Return the listing below word for word.

## BEGIN Dataset records

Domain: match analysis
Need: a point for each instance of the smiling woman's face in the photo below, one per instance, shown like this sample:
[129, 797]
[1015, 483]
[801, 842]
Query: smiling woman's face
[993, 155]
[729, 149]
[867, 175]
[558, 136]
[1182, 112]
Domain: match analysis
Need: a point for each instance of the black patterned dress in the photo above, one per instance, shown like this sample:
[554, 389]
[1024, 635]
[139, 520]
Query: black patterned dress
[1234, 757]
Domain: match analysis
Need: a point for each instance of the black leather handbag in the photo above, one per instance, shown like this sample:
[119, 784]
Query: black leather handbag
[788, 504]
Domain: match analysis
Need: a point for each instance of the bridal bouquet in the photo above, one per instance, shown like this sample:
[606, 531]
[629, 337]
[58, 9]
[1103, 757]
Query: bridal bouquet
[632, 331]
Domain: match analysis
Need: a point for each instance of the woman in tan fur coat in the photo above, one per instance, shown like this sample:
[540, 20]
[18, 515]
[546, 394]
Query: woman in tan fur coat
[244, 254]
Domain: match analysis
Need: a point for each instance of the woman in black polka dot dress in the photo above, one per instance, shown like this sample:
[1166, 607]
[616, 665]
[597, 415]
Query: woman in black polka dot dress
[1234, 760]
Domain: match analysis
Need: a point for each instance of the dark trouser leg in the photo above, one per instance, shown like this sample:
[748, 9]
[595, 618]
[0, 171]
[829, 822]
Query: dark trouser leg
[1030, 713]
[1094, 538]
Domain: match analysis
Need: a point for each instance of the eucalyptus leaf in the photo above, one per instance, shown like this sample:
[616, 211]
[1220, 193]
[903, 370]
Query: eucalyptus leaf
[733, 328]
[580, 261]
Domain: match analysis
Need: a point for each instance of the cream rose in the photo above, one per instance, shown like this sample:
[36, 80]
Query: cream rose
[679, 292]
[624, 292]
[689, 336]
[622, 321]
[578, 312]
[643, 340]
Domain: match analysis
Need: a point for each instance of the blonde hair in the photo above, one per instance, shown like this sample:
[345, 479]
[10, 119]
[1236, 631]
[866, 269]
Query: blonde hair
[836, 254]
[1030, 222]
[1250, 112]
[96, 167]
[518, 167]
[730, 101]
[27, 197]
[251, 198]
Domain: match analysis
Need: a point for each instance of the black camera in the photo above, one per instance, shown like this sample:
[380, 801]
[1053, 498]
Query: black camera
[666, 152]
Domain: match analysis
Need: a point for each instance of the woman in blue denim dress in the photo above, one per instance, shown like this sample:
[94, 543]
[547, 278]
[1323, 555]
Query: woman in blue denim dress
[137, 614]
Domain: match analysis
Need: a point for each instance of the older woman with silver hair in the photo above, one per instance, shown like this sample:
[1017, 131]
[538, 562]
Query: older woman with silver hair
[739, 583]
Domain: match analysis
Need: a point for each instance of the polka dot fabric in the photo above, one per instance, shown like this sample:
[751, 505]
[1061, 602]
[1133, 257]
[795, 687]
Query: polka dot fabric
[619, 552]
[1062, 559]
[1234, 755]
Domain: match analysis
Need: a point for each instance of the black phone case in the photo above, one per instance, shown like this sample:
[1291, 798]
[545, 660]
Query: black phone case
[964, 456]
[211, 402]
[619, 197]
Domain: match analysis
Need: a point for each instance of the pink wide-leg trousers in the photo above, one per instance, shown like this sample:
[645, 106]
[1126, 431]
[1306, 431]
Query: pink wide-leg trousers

## END Dataset records

→ **Solution for this exercise**
Domain: match analysis
Need: a point for each instance of the smiling woman's face in the photo below, one per instance, shown like this sample:
[129, 797]
[1015, 483]
[801, 842]
Query: smiling woman's face
[993, 155]
[729, 149]
[867, 175]
[558, 136]
[1182, 112]
Domain: match analysis
Need: a point for each instance of the black patterned dress in the photo above, one per instance, shown like this sample:
[554, 389]
[1024, 635]
[139, 520]
Query: black patterned dress
[1234, 757]
Domain: match analysis
Need: a point for each instance of the black leather handbag in the photo above, one per instance, shown like this sample:
[119, 784]
Query: black leather handbag
[788, 504]
Domain: match analysis
Need: a point for each instance of the bridal bouquet in the photo above, one per instance, shown like this sample:
[606, 531]
[629, 337]
[58, 9]
[1103, 757]
Query: bridal bouquet
[632, 331]
Domain: match analysis
Need: a point for each instance of the woman in tan fur coat in the photo above, one per instance, shown like this sample:
[540, 20]
[18, 515]
[546, 394]
Query: woman in tan fur coat
[244, 254]
Domain: match analysis
Need: a point for each instance of the woman in black polka dot dress in the photo above, one per instance, shown like this sample:
[1166, 607]
[616, 665]
[597, 415]
Query: woman in black polka dot dress
[1234, 760]
Domain: match analysis
Need: a point for each instance of the dark trouser leg in the photo above, one per instance, shown like this sample:
[748, 9]
[595, 618]
[0, 171]
[829, 822]
Query: dark trouser leg
[1030, 713]
[1094, 538]
Domain: match analysis
Need: a point for each instance of the eucalyptus leaf in the photo above, one per instance, shown like this sample:
[616, 211]
[1220, 193]
[903, 370]
Query: eucalyptus leaf
[733, 328]
[580, 261]
Domain: match analysis
Need: a point for each instance of the cream rose in the photo above, one per instance, shown like this sample:
[36, 80]
Query: cream rose
[679, 292]
[624, 292]
[689, 336]
[622, 321]
[578, 312]
[643, 340]
Domain: match analysis
Need: a point for each instance of the blonde hair in the photo above, one per instance, shown like this sample:
[345, 479]
[10, 119]
[1236, 631]
[866, 269]
Query: blonde hair
[836, 254]
[1030, 222]
[1250, 112]
[96, 167]
[518, 167]
[730, 101]
[27, 197]
[251, 198]
Domain: match analysis
Need: a point for each instance of the black camera in the photo above, one per instance, shown like this sample:
[380, 801]
[1053, 498]
Query: black camera
[666, 152]
Domain: match analysis
Need: a point for each instance of the woman in blue denim dress in the photo above, one per instance, shown like this sample:
[94, 543]
[547, 278]
[1323, 555]
Query: woman in blue denim dress
[137, 614]
Domain: match analysis
Need: a point for each instance of the older woman with silver hair in the photo above, one per instance, shown like this sample:
[1017, 131]
[538, 562]
Query: older woman with silver hair
[739, 583]
Domain: match analysis
Need: a point for each instance of the polka dot fabric in the photo above, one per instance, shown like this sample:
[751, 505]
[1061, 602]
[1133, 257]
[795, 687]
Query: polka dot fabric
[619, 552]
[1062, 559]
[1234, 755]
Domain: match analysis
Need: a point for each instance of the black phone case in the photo above, one per instance, shown like this sample:
[1291, 798]
[545, 660]
Query: black phone case
[964, 456]
[211, 402]
[619, 197]
Domain: match analysis
Need: a point for each instance of the pink wide-leg trousers in the photo above, one per instance, shown like this sample:
[645, 106]
[1126, 431]
[1306, 431]
Query: pink wide-leg trousers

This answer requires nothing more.